Pick out each line below that contains the string "blonde" and copy it out in full. Case counts.
>> BEGIN Provided data
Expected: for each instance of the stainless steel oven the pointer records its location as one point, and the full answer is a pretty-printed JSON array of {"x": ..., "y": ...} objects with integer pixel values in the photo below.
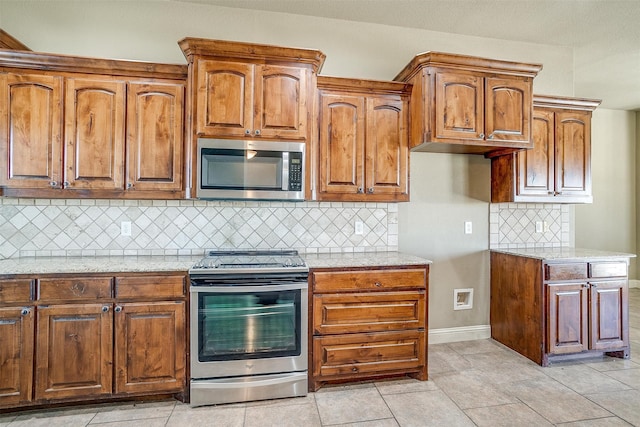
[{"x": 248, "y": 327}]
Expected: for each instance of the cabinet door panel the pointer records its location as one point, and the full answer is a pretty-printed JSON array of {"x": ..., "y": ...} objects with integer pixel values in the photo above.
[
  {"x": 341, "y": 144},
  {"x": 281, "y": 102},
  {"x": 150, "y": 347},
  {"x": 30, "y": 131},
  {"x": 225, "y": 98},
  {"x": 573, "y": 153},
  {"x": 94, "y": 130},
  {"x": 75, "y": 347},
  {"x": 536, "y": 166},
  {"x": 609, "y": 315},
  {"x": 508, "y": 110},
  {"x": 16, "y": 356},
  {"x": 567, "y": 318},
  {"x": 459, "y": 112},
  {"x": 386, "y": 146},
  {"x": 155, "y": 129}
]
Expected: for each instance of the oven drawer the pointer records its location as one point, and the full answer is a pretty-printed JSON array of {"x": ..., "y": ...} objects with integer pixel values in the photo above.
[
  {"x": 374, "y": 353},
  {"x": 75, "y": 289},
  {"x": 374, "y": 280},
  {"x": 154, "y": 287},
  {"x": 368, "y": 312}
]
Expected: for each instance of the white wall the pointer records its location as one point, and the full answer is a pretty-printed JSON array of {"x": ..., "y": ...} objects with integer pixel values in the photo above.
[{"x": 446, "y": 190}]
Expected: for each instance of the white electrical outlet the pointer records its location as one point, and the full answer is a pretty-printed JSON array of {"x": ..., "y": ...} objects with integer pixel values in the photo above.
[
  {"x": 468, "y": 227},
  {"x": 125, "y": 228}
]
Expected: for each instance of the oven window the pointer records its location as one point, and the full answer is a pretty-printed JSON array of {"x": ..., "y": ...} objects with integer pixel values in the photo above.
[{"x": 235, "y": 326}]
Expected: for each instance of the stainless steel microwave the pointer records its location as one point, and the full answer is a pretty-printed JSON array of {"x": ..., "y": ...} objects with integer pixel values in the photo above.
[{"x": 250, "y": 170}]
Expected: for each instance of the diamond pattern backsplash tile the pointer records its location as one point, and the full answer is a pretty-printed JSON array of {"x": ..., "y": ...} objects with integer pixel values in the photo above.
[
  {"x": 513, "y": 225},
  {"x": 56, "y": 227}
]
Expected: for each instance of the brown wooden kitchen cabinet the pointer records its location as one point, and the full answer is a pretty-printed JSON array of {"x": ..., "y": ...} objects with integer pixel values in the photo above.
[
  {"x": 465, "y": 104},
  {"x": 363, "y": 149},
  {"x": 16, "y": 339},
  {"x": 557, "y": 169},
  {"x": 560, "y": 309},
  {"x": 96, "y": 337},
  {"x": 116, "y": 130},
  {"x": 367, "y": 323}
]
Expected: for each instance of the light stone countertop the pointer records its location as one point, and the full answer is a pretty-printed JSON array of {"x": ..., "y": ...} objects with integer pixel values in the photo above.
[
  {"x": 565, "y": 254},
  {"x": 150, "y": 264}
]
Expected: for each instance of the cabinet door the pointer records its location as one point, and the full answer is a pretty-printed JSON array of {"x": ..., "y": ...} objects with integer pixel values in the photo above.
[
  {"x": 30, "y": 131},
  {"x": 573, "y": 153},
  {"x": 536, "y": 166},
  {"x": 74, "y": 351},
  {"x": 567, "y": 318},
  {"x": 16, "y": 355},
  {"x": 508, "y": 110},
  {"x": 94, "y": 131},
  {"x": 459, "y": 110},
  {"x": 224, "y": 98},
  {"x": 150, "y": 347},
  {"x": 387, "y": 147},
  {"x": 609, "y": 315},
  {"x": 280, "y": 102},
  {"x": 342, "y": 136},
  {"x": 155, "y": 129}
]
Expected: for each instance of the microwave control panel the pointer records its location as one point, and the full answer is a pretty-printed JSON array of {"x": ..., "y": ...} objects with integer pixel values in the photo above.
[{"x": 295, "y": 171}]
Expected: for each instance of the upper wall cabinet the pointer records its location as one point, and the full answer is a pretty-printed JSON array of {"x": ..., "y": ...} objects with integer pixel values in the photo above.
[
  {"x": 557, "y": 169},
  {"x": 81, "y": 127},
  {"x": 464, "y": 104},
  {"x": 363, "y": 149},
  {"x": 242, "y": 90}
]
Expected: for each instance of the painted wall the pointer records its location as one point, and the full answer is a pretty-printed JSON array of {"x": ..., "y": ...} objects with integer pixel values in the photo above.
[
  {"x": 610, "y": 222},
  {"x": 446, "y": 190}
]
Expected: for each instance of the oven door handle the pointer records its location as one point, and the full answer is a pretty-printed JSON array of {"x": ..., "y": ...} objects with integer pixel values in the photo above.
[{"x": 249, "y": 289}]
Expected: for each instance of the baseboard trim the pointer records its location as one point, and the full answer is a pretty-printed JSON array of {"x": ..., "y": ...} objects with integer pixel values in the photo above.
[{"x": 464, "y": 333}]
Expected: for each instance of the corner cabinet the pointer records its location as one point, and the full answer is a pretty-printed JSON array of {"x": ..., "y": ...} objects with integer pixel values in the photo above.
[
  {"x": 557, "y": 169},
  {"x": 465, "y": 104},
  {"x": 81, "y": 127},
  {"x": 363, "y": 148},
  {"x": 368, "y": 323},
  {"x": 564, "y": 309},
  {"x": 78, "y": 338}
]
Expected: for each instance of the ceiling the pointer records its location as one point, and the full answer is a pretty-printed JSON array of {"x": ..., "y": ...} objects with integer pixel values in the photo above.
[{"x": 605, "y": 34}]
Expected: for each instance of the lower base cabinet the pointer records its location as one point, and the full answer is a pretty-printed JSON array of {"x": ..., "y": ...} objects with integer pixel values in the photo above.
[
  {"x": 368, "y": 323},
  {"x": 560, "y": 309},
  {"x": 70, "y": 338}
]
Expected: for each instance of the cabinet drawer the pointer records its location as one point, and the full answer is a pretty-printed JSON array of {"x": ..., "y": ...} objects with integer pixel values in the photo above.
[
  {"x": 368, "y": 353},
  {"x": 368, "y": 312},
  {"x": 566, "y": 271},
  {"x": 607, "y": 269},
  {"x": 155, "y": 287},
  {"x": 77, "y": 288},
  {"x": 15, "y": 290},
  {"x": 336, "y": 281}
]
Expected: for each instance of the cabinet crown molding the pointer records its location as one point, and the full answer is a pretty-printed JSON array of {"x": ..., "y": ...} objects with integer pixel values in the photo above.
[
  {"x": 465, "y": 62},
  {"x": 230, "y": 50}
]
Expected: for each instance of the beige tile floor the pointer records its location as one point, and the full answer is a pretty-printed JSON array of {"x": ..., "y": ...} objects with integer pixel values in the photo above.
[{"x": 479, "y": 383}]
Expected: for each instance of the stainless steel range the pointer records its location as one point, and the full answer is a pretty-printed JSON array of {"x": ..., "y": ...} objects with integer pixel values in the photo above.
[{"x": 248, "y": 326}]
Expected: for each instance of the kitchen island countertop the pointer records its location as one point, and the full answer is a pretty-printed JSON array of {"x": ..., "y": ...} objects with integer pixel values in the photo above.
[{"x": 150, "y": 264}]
>> END Provided data
>> BEGIN Provided data
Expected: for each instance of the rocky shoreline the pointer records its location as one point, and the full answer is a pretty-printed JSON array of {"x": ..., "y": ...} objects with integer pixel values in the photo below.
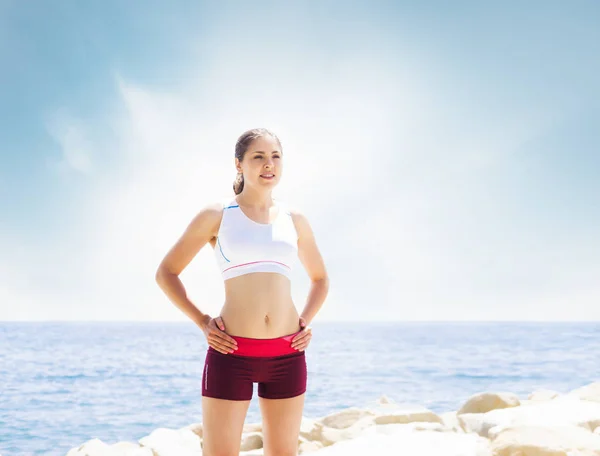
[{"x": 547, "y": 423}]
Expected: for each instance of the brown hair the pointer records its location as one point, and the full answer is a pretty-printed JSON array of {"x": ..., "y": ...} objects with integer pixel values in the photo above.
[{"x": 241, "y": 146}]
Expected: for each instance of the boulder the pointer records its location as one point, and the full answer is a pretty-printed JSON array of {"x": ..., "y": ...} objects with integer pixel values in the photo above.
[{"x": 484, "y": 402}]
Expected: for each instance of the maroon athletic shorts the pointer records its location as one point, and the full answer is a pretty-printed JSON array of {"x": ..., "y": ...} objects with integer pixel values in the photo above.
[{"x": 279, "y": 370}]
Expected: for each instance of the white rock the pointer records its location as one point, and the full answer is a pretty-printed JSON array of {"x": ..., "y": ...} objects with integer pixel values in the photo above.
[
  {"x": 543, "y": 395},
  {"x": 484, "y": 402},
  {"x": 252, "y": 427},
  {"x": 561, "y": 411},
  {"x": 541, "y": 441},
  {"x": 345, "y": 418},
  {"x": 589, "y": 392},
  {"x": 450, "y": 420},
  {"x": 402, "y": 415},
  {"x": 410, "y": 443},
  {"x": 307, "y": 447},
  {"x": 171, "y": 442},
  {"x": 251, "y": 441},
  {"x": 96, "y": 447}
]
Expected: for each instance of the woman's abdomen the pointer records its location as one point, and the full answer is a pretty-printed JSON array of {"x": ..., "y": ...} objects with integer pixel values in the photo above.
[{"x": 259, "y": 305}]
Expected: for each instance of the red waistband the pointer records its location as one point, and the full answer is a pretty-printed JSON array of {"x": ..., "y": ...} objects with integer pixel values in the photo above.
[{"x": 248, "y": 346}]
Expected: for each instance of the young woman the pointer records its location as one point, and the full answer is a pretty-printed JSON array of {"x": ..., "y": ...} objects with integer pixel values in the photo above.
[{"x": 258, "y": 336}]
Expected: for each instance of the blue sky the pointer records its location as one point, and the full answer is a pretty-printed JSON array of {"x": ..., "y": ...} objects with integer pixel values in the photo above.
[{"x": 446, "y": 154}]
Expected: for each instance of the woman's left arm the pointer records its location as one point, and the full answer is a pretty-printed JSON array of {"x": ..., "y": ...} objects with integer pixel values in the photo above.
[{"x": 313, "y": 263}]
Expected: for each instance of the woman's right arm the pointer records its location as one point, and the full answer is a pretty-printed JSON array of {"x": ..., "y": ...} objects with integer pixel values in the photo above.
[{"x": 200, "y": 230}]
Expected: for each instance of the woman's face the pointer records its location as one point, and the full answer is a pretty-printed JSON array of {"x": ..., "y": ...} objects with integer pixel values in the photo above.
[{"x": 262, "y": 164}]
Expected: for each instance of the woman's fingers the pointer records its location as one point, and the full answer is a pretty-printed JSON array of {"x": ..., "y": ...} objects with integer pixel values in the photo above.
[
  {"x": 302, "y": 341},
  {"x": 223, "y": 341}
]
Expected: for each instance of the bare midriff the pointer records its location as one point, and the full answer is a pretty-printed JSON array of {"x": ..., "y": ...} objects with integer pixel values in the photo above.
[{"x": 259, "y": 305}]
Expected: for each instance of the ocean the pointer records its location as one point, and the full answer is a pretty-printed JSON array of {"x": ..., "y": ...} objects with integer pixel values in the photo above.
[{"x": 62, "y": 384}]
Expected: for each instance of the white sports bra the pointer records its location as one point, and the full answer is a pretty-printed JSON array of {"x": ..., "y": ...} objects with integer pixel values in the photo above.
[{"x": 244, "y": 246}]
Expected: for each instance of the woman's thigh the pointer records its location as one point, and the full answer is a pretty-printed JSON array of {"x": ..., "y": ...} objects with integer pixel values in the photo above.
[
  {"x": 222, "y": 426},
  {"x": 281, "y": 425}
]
>> END Provided data
>> BEGIN Provided data
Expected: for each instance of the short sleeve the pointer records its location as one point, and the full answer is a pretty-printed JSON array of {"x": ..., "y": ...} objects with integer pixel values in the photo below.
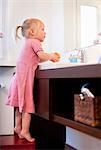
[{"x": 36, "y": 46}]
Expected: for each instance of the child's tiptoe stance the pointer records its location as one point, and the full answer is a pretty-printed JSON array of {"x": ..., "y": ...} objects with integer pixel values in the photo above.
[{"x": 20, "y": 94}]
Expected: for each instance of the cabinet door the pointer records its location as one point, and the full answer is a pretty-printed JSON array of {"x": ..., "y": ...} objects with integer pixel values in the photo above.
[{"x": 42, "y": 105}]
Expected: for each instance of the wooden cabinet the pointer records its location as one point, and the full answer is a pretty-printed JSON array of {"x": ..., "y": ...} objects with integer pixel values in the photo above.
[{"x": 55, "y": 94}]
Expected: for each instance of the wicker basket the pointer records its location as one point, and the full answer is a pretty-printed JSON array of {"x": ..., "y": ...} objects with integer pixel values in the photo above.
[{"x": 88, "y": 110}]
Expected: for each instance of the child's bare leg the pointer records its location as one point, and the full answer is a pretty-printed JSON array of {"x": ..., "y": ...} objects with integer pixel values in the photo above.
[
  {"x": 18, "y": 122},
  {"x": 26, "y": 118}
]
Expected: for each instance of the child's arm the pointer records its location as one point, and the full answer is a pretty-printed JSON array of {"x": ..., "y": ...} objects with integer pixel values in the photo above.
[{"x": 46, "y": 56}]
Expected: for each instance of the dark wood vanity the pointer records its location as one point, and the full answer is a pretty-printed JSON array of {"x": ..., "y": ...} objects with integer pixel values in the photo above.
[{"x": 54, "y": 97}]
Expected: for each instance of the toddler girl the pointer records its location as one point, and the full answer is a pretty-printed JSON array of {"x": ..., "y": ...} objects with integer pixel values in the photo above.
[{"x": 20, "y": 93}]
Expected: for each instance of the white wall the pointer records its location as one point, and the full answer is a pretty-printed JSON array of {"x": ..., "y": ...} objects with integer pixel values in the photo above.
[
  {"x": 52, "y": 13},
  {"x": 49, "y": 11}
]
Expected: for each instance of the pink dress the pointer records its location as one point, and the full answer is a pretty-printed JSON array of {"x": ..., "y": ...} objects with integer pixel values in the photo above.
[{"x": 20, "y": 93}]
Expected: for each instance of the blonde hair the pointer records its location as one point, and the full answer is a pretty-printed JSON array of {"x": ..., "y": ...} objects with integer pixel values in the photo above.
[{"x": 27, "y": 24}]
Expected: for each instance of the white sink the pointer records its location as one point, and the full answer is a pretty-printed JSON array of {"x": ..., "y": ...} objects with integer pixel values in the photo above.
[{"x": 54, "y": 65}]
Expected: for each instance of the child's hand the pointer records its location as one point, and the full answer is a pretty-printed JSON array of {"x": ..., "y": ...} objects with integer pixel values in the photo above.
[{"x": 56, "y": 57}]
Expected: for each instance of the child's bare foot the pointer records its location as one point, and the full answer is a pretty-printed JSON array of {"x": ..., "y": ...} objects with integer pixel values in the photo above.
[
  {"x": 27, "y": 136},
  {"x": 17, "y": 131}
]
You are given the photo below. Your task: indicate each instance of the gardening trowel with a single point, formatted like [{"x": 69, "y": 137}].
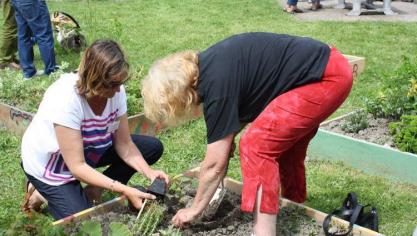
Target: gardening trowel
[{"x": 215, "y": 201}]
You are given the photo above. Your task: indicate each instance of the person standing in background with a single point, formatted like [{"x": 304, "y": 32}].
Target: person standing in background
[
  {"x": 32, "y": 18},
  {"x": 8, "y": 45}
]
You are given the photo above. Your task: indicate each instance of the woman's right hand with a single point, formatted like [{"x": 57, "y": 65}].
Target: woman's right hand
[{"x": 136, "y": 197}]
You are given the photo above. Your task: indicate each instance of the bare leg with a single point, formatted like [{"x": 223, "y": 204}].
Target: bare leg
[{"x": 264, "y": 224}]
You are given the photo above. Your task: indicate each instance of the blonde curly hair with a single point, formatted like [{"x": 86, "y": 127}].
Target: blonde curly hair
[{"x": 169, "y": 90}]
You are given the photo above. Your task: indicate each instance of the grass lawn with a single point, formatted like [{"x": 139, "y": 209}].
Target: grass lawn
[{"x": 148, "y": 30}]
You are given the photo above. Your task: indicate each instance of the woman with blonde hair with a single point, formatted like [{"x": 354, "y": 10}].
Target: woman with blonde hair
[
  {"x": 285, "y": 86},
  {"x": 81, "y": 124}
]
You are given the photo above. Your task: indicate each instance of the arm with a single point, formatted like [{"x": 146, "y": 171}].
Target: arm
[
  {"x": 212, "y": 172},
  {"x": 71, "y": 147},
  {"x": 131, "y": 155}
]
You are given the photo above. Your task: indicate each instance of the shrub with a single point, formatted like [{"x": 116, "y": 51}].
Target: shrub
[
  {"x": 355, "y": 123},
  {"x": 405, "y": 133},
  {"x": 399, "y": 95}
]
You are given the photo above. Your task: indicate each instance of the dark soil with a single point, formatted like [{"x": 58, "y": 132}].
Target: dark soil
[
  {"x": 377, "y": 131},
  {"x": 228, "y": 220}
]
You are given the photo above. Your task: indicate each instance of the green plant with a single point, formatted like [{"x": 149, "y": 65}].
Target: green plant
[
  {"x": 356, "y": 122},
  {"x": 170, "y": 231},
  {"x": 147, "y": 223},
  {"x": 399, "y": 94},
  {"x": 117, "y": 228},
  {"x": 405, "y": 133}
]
>> END Provided data
Response to the task:
Expected: for each instance of the blonde hair the pointer records its location as one point, and the full answer is a pretty-printed JSON array of {"x": ..., "y": ...} objects with integer pixel values in the photo above.
You are given the photo above. Your task: indicate each instance of the blonde curly hair with a single point, formatted like [{"x": 86, "y": 127}].
Target: blonde curly hair
You are given the photo above. Your task: indicate each instance of the woman with blonde hair with a single point, formatted like [{"x": 354, "y": 10}].
Target: woman with blonde hair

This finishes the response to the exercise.